• Aim of the task:
List the lines of the records below as a numbered list, skipping blank lines, from the line containing "pinpoint every electrical" through the end of the records.

::::::

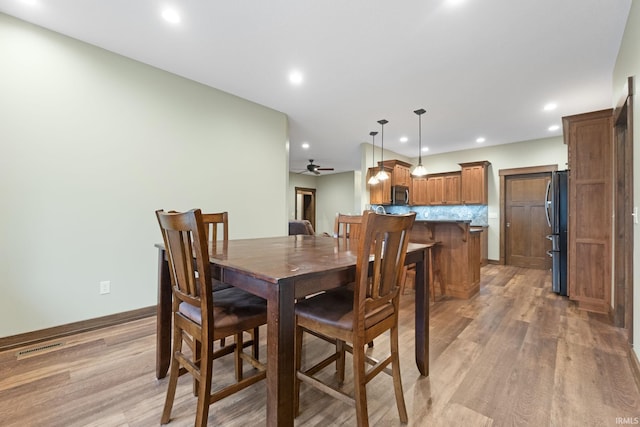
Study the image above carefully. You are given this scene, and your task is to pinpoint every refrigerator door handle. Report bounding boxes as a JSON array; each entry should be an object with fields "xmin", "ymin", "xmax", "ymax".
[{"xmin": 544, "ymin": 181, "xmax": 551, "ymax": 227}]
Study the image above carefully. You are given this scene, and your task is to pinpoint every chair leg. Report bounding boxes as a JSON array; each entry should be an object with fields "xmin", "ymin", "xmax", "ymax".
[
  {"xmin": 293, "ymin": 326, "xmax": 303, "ymax": 417},
  {"xmin": 252, "ymin": 327, "xmax": 260, "ymax": 360},
  {"xmin": 353, "ymin": 342, "xmax": 369, "ymax": 427},
  {"xmin": 160, "ymin": 330, "xmax": 182, "ymax": 424},
  {"xmin": 195, "ymin": 340, "xmax": 213, "ymax": 427},
  {"xmin": 193, "ymin": 338, "xmax": 202, "ymax": 397},
  {"xmin": 336, "ymin": 340, "xmax": 345, "ymax": 384},
  {"xmin": 389, "ymin": 323, "xmax": 409, "ymax": 423},
  {"xmin": 233, "ymin": 332, "xmax": 244, "ymax": 382}
]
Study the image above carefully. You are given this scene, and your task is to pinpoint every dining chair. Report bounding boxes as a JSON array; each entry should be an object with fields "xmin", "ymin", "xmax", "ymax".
[
  {"xmin": 294, "ymin": 212, "xmax": 415, "ymax": 426},
  {"xmin": 156, "ymin": 209, "xmax": 267, "ymax": 426},
  {"xmin": 333, "ymin": 213, "xmax": 373, "ymax": 348}
]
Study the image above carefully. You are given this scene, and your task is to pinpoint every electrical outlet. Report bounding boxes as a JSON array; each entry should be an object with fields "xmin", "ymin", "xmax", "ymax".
[{"xmin": 100, "ymin": 280, "xmax": 111, "ymax": 295}]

::::::

• Full answer:
1. Study the image above carefully. You are given this scene, and your task is to pinpoint every electrical outlet. Report bounding boxes as a JSON array; each entry should be an object with fields "xmin", "ymin", "xmax", "ymax".
2. [{"xmin": 100, "ymin": 280, "xmax": 111, "ymax": 295}]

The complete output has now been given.